== Segment start ==

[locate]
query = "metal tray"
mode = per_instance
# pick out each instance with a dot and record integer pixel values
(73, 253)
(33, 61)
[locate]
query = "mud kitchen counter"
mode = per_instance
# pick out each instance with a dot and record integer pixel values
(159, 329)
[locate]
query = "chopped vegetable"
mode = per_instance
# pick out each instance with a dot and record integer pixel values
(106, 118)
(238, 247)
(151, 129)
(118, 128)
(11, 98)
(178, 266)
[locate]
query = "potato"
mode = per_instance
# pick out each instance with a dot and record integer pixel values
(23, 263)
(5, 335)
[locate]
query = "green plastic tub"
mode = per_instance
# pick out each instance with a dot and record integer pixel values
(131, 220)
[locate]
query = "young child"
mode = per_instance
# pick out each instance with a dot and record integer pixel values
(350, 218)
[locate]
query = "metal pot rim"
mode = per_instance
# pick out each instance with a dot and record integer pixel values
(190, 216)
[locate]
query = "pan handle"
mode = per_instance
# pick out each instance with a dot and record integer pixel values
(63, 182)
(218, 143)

== Segment end ==

**Directions:** From the listing above, extract every line exactly as it stands.

**Final answer:**
[locate]
query = "metal tray"
mode = per_instance
# pick out each instance with a dot and record integer pixel values
(73, 253)
(33, 61)
[locate]
query = "mud kitchen counter"
mode = per_instance
# pick out each instance with a dot and record integer pixel values
(159, 329)
[locate]
query = "chopped vegetable"
mode = per_instance
# pick out each instance with a dot and record integer pixel values
(106, 118)
(238, 247)
(151, 129)
(118, 128)
(11, 98)
(178, 266)
[locate]
query = "potato"
mode = per_instance
# pick out each instance with a dot and record integer pixel values
(23, 263)
(5, 335)
[locate]
query = "green plastic tub"
mode = per_instance
# pick out each instance with a dot and record integer pixel values
(131, 220)
[locate]
query = "young child"
mode = per_instance
# pick out each instance with a dot and record integer pixel values
(350, 218)
[locate]
query = "metal pot rim"
mode = per_instance
# pick out each instance with a dot and record integer pixel values
(190, 216)
[locate]
query = "pan handle"
mode = per_instance
# pick out each instance with a dot and record integer pixel values
(63, 182)
(218, 143)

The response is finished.